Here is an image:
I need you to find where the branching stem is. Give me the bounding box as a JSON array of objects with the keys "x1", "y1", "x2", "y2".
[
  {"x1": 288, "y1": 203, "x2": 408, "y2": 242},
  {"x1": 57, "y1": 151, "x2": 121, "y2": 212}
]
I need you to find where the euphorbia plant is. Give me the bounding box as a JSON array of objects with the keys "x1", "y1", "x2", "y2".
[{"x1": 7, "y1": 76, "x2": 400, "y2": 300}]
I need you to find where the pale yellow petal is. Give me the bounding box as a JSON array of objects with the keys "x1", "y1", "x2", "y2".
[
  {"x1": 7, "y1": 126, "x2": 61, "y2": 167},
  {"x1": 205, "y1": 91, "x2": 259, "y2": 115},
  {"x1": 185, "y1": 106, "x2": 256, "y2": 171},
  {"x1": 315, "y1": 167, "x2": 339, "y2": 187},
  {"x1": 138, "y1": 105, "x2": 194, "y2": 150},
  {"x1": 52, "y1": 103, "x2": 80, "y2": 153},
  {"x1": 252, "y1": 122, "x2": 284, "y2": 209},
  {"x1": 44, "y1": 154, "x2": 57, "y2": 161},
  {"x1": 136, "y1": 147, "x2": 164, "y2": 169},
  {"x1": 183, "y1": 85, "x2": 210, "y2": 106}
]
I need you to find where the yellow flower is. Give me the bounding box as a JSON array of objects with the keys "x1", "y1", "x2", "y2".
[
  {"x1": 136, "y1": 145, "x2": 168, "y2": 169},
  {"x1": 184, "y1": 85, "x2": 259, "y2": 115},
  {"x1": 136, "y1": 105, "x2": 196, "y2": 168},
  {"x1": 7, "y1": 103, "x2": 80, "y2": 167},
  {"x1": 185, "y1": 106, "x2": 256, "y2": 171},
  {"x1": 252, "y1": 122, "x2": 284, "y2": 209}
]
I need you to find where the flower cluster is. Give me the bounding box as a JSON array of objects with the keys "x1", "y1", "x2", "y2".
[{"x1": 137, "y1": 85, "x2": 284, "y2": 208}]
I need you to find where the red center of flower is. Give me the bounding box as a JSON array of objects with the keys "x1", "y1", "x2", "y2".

### [Problem requirements]
In the listing above, the line with "I need you to find where the flower" and every line after it must be set down word for word, and no other line.

### [Response]
I need you to find where the flower cluster is. Give me the bounding box as a JSON array of objects with the keys "x1", "y1", "x2", "y2".
[{"x1": 137, "y1": 85, "x2": 284, "y2": 208}]
I need you to find where the red center of flower is. Give me the bounding box as a JSON array of objects with the keys "x1", "y1", "x2", "y2".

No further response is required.